- [Passage choisi]:
----

Le CCS est né avec l'ambition de fédérer à l'échelle de la vallée de la Soummam. «Après les émeutes, on avait rédigé une déclaration au nom d'un collectif de citoyens, avant de créer le CCS. Au départ, il y avait des représentants de Guindouz, d'Allaghan, de Tazmalt et d'Ighzer Amokrane», nous confie Sofiane, drapé de l'emblème amazigh. «Le comité a joué un rôle dans le cadre du mouvement.
Il est pour quelque chose dans la mobilisation», considère Mokhtar. Le CCS veille à diffuser son appel hebdomadaire pour chaque marche de vendredi et anime le débat sur les questions liées au mouvement. Il en est à sa douzième conférence publique avec les Tabbou, Assoul, Dabouz… «Nous ne prétendons pas représenter le mouvement mais nous l'accompagnons», tient à nous préciser Sofiane. Le CCS active aussi avec l'implication d'une jeune génération de militants qui n'ont pas vécu le Printemps noir. En 2001, Yuva Aguechari avait six ans. Aujourd'hui, jeune étudiant de 24 ans, il active dans le CCS. «J'ai appris sur le Printemps noir de 2001 à travers des témoignages», nous dit-il.
De nombreux étudiants akbouciens sont engagés dans le combat de la communauté estudiantine contre le pouvoir en place. «En 2017, on avait manifesté contre la loi de fiances et nous avons distribué des tracts contre le cinquième mandat avant même le 22 février», affirme Yuva, qui a été arrêté par la police à Alger. Selon lui, «sans le CCS, on ne marcherait pas aussi régulièrement». Comme lui, des jeunes du mouvement associatif de la commune ne se sont pas fait prier pour intégrer le CCS, à l'exemple de la révoltée Lila Akkouche, 25 ans, championne du monde de boxe thaïlandaise.

----

- [Extraits des données]:

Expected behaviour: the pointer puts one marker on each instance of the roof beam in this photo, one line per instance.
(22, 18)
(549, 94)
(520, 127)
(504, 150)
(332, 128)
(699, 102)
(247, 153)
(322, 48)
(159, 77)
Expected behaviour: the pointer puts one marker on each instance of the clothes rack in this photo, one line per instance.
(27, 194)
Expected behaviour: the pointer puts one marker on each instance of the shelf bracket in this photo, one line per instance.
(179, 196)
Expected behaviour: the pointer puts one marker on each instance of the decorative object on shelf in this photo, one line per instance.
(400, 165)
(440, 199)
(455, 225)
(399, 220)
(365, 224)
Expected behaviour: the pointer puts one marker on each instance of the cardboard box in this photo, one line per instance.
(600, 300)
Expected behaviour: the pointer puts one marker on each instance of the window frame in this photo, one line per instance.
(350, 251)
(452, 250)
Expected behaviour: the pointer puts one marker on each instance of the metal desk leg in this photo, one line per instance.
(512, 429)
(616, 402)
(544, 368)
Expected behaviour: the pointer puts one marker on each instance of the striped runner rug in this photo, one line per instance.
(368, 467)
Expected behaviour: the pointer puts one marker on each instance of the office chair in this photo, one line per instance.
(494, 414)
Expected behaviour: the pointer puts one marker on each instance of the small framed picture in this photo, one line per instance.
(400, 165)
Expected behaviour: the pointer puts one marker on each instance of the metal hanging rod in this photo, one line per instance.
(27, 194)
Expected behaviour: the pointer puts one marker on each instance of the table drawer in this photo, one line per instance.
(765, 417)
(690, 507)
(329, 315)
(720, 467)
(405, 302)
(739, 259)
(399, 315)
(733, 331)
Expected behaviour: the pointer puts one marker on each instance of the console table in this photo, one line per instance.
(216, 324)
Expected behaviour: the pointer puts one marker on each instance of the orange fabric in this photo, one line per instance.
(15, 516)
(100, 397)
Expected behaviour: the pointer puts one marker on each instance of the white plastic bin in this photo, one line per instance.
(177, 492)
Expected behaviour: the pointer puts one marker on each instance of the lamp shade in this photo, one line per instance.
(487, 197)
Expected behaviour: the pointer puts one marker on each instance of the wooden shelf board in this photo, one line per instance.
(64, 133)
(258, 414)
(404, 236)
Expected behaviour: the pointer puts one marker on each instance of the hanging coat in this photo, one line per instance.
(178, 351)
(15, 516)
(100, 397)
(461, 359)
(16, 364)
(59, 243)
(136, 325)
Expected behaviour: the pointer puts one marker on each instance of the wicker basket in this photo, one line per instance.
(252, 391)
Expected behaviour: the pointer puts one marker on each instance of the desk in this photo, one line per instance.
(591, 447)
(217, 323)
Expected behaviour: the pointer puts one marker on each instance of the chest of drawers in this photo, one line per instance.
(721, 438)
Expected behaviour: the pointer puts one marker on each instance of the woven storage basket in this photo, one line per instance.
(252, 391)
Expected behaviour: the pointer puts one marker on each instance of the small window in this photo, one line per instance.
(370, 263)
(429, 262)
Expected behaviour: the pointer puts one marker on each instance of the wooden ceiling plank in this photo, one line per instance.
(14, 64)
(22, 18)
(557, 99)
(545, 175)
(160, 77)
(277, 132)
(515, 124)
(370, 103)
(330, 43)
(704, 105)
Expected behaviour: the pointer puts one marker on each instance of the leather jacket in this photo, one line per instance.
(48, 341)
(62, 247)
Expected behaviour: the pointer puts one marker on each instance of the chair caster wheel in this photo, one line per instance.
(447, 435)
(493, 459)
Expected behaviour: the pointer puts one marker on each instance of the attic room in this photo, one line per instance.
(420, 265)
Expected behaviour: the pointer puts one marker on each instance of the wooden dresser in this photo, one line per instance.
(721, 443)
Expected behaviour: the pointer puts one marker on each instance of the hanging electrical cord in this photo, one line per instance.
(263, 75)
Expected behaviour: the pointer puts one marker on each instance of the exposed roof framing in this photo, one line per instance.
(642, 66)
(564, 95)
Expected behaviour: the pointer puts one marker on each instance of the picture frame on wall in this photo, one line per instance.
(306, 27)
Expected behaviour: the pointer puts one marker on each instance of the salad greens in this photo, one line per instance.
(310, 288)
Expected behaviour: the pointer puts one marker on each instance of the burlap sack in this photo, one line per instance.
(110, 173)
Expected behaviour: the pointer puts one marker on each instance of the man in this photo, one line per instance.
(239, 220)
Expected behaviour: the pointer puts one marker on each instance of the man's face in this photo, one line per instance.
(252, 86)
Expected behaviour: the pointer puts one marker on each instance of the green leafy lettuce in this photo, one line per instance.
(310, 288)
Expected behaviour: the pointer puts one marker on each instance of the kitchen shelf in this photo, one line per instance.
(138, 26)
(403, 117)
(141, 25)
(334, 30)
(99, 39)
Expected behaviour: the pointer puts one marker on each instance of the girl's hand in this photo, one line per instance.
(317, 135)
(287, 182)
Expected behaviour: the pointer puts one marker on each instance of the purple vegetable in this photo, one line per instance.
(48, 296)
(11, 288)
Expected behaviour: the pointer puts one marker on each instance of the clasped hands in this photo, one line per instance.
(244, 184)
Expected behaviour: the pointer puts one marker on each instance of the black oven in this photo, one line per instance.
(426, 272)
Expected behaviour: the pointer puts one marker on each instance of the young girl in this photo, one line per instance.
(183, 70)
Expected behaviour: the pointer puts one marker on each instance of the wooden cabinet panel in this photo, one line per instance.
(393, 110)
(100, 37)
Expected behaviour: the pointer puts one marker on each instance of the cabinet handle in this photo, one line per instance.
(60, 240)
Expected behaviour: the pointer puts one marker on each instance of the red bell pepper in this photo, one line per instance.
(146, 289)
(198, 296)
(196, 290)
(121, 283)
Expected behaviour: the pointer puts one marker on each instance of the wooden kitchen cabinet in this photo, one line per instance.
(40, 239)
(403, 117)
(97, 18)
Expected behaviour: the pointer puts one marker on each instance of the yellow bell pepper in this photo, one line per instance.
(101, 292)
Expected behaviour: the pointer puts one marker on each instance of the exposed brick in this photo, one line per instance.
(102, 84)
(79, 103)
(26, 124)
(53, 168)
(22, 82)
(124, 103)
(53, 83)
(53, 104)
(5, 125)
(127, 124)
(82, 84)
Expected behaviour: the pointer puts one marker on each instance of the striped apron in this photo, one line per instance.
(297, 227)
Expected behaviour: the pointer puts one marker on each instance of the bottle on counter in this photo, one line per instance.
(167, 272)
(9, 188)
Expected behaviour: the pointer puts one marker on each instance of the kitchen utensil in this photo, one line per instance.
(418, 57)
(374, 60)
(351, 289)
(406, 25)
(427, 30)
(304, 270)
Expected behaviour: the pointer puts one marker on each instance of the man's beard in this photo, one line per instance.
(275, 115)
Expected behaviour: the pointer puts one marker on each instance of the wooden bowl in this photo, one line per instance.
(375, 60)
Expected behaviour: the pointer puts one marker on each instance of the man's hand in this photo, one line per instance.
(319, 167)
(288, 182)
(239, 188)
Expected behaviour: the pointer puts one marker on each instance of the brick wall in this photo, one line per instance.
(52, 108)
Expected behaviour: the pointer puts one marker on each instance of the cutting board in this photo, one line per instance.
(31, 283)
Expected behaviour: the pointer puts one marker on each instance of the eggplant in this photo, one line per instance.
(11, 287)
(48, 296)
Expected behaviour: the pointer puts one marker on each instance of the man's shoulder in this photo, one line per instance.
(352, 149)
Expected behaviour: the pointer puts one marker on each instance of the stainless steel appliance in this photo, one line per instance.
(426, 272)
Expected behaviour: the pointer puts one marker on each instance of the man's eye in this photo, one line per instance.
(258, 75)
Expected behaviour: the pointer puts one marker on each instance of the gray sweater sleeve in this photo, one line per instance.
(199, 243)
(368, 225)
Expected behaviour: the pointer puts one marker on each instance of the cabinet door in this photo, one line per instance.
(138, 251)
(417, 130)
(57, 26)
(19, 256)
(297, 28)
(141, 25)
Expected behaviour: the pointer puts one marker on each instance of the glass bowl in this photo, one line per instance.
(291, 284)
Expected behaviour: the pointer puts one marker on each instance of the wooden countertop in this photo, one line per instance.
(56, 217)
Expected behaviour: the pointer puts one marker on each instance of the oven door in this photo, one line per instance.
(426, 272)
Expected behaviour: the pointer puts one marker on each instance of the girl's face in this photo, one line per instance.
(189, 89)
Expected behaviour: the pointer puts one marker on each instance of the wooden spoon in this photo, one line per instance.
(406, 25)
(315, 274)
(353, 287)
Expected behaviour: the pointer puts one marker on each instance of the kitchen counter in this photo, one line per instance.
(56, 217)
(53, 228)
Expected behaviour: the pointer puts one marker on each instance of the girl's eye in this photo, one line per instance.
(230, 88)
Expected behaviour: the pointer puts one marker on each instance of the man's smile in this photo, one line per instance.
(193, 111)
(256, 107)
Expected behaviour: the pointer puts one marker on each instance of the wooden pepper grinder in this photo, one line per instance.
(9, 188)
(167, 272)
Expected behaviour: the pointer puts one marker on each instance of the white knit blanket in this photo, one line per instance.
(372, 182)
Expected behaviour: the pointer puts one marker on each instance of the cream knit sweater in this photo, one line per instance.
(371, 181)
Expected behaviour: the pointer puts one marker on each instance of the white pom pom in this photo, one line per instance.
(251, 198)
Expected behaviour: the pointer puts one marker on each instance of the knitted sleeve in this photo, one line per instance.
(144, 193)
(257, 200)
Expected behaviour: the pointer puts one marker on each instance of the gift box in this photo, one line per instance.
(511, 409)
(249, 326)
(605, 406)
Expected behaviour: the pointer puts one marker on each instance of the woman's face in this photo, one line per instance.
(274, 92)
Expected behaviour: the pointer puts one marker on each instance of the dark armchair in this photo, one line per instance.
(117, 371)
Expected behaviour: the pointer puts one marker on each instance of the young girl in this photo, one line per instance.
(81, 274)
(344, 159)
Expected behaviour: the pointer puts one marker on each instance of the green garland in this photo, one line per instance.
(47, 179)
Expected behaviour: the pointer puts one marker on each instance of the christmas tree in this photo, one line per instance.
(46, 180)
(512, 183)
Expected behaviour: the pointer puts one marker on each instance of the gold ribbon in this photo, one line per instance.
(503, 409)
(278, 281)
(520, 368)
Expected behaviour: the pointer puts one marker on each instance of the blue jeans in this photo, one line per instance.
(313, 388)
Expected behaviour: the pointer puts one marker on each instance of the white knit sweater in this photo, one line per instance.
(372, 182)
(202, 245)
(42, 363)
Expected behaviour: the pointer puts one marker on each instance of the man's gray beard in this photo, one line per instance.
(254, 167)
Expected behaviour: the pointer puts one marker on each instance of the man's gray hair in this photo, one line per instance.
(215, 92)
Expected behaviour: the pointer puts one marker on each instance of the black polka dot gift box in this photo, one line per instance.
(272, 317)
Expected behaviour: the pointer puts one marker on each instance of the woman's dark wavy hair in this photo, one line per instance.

----

- [Vos tâches]:
[A] Dans le passage sur le CCS, quel âge avait Yuva Aguechari en 2001 ?
[B] Écrivez la suite du passage sur le CCS, en partant de sa dernière phrase.

- [Réponses par tâche]:
[A] Il avait six ans.

[B]
Akbou a des traditions d'animations associatives. Selon le maire, Mouloud Salhi, sur les quelque 80 associations que compte la commune, une vingtaine sont actives. Lui-même est issu du mouvement associatif, en tant qu'ex-président de la dynamique association Etoile culturelle. «Akbou est l'une des villes qui s'est organisée.
La population est consciente et a une expérience dans la gestion des événements de 2001. On s'est vite approprié le terrain pour faire régner le pacifisme, et c'est ce qui peut porter notre revendication. Personne ne peut nous donner aujourd'hui une leçon de patriotisme ou de nationalisme. Nous sommes profondément algériens et amazighs», nous dit-il, au milieu d'un carré de marcheurs, devançant un autre, où les femmes sont sorties nombreuses.
Mouloud Salhi est président de l'APC d'Akbou depuis le dernier scrutin de novembre 2017. Il hérite d'une situation peu enviable, le développement communal ayant stagné pendant de longues années.
Pourtant, Akbou est la 19e commune la plus riche dans le pays avec 1,22 milliard de dinars de ressources annuelles, plus riche que Aïn Aménas avec ses sites gaziers, dont celui de Tiguentourine et ses 50 000 barils par jour.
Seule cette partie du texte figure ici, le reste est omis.